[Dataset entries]
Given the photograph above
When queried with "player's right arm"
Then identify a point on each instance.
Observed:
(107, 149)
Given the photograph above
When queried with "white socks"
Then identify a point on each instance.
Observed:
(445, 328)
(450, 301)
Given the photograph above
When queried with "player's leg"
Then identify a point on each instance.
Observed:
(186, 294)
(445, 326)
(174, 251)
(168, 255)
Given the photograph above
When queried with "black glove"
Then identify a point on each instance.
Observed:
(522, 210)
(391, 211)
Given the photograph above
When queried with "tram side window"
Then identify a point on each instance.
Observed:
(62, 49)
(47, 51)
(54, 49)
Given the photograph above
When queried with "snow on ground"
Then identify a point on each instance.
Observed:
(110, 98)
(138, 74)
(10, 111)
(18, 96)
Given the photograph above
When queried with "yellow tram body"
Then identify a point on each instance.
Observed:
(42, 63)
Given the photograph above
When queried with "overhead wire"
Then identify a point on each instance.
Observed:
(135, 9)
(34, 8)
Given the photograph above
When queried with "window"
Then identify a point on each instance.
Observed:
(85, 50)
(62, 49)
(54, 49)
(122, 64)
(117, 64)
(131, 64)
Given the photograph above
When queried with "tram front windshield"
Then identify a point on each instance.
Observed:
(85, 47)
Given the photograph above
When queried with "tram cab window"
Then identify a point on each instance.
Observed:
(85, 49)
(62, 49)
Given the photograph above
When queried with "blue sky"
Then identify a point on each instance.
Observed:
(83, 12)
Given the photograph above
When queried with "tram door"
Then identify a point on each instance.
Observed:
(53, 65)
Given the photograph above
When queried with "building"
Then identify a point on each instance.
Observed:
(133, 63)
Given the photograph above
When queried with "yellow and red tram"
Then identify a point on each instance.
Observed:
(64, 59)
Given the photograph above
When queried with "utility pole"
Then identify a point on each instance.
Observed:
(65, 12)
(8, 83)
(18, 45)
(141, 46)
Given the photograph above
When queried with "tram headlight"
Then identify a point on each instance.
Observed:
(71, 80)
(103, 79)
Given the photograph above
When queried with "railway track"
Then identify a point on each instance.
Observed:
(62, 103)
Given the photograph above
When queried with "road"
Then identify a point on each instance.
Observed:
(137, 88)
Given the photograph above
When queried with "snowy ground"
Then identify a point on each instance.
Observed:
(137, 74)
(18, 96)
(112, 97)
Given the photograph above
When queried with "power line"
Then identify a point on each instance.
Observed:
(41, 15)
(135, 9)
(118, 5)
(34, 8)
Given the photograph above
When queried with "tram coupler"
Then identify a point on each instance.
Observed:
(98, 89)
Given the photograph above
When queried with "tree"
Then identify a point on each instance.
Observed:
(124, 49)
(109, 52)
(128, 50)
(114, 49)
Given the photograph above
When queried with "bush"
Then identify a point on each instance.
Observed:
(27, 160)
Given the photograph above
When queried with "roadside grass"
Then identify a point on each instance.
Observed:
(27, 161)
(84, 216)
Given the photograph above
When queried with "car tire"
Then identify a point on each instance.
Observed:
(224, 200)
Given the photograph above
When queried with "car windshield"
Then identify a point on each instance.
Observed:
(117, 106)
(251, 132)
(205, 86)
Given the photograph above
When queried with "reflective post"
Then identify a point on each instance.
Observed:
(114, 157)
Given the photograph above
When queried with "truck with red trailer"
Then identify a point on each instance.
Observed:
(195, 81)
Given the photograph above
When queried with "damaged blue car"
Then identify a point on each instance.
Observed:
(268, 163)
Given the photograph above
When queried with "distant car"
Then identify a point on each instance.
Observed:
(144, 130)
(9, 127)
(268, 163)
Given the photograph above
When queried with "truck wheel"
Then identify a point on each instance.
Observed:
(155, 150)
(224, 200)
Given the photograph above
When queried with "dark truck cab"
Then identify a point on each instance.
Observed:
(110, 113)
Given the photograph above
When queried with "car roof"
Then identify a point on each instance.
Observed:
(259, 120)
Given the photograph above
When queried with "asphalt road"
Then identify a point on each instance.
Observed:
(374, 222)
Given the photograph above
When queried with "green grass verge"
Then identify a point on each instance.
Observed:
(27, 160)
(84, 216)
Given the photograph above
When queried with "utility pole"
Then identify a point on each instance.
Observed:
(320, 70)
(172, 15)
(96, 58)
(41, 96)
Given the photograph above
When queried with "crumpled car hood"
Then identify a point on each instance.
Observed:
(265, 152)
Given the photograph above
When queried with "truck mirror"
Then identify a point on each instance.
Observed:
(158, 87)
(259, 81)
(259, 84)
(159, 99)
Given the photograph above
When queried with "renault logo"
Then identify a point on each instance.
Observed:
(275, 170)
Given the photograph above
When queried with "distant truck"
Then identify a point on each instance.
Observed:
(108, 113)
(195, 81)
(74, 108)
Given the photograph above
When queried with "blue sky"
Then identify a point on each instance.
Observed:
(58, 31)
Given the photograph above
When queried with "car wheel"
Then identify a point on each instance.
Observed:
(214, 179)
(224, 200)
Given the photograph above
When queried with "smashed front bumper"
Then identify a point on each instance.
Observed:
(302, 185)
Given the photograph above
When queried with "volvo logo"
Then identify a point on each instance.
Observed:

Task description. Give the records again, complete and exact.

The answer.
Given the photograph above
When queried with "player's right arm"
Then identify a point on each instance.
Observed:
(107, 149)
Given the photograph above
When queried with "white socks"
Then identify a point on each instance.
Observed:
(445, 328)
(450, 301)
Given the photograph above
When queried with "player's leg"
Then identify a point on each instance.
Observed:
(186, 294)
(445, 326)
(174, 251)
(168, 255)
Given the photograph above
When queried with "black glove"
Then identify a point on each instance.
Observed:
(522, 210)
(391, 211)
Given the photograph above
When queried with "tram side window"
Then identify a point on each instance.
Observed:
(62, 49)
(47, 51)
(54, 49)
Given the photograph above
When queried with "snow on ground"
Then identify a point on each instance.
Observed:
(110, 98)
(138, 74)
(10, 111)
(18, 96)
Given the photograph above
When queried with "yellow tram body"
Then identify a point on each instance.
Observed:
(42, 63)
Given the photograph above
When queried with "overhead wire"
Then identify a point on each instance.
Observed:
(135, 9)
(34, 8)
Given the photograph above
When queried with "window"
Then identify a point on each instance.
Observed:
(85, 50)
(62, 49)
(54, 49)
(122, 64)
(117, 64)
(131, 64)
Given the photograph above
When queried with "tram front windshield"
Then identify a point on each instance.
Observed:
(85, 47)
Given the photograph above
When queried with "tram cab window"
Then identify a point on each instance.
Observed:
(85, 49)
(62, 49)
Given the photograph above
When queried with "blue sky"
Then identify a point on each instance.
Observed:
(83, 12)
Given the photograph above
When queried with "tram door"
Then identify a point on each instance.
Observed:
(53, 65)
Given the photograph above
When queried with "building"
Then identify a point on each instance.
Observed:
(133, 63)
Given the photograph above
When queried with "yellow and red tram"
Then identify a point on each instance.
Observed:
(64, 59)
Given the photograph above
When queried with "utility pole"
Then identify a point on each instance.
Observed:
(65, 12)
(8, 83)
(18, 45)
(141, 46)
Given the photograph above
When queried with "tram headlight"
Then identify a point on each instance.
Observed:
(71, 80)
(103, 79)
Given the photograph above
When queried with "railway track"
Then identify a point on each instance.
Observed:
(62, 103)
Given the photograph above
When queried with "road"
Then identify a point on each instance.
Observed:
(137, 88)
Given the photograph above
When queried with "snowy ground"
Then identify a point on each instance.
Observed:
(137, 74)
(18, 96)
(112, 97)
Given the photograph above
When queried with "power line"
Then identify a point on each instance.
Observed:
(41, 15)
(135, 9)
(118, 5)
(34, 8)
Given the photograph above
When queried with "tram coupler"
Then identify a point on each instance.
Observed:
(98, 89)
Given the photograph above
When queried with "tree"
Then identify a point on each instance.
Observed:
(124, 49)
(109, 52)
(128, 50)
(114, 49)
Given the photograph above
When queried with "bush"
Then identify a point on each instance.
Observed:
(27, 160)
Given the photograph above
When queried with "roadside grass"
Then identify a point on each instance.
Observed:
(27, 161)
(84, 216)
Given the photograph above
When queried with "car tire"
Then identify a point on each instance.
Observed:
(224, 200)
Given the photograph above
When queried with "car windshield"
Then identify a point on each instance.
Observed:
(117, 106)
(251, 132)
(205, 86)
Given the photograph above
When queried with "reflective post"
Then identify a point on each instance.
Observed:
(114, 157)
Given the photograph above
When queried with "truck with red trailer"
Then identify a point on each instance.
Observed:
(195, 81)
Given the photograph above
When queried with "damaged blue car"
Then identify a point on each instance.
Observed:
(268, 163)
Given the photograph above
When queried with "distant car"
Then identify a point on each instance.
Observed:
(144, 130)
(9, 127)
(268, 163)
Given the photograph above
When queried with "truck wheel"
Then identify a point on each instance.
Observed:
(155, 150)
(224, 200)
Given the photograph above
When queried with "dark truck cab"
Then identify a point on each instance.
Observed:
(110, 113)
Given the photograph above
When queried with "car roof"
Then identify a point on each instance.
Observed:
(259, 120)
Given the photograph above
When queried with "asphalt road"
Then identify a point on each instance.
Observed:
(374, 222)
Given the photograph above
When queried with "green grass verge"
Then identify a point on each instance.
Observed:
(27, 160)
(84, 216)
Given the photograph above
When queried with "utility pole"
Then identify a point on each instance.
Observed:
(320, 70)
(172, 15)
(96, 58)
(41, 96)
Given the photograph above
When queried with "crumpled car hood"
Then identify a point on each instance.
Observed:
(265, 152)
Given the photograph above
When queried with "truck mirror"
Then identify a point on each instance.
Observed:
(158, 87)
(259, 81)
(259, 84)
(159, 99)
Given the photograph above
When queried with "renault logo"
Then identify a point on each instance.
Observed:
(275, 170)
Given the photograph above
When queried with "distant truck"
Then identify a point on each instance.
Observed:
(108, 113)
(195, 81)
(74, 108)
Given the photograph above
When queried with "blue sky"
Then identify a point on each instance.
Observed:
(58, 31)
Given the photograph above
When queried with "car wheel"
Then identify a point on each instance.
Observed:
(214, 179)
(224, 200)
Given the photograph above
When queried with "smashed front bumper"
Then identify a point on each instance.
Observed:
(302, 185)
Given the photograph above
When queried with "volvo logo"
Then identify a point on each instance.
Observed:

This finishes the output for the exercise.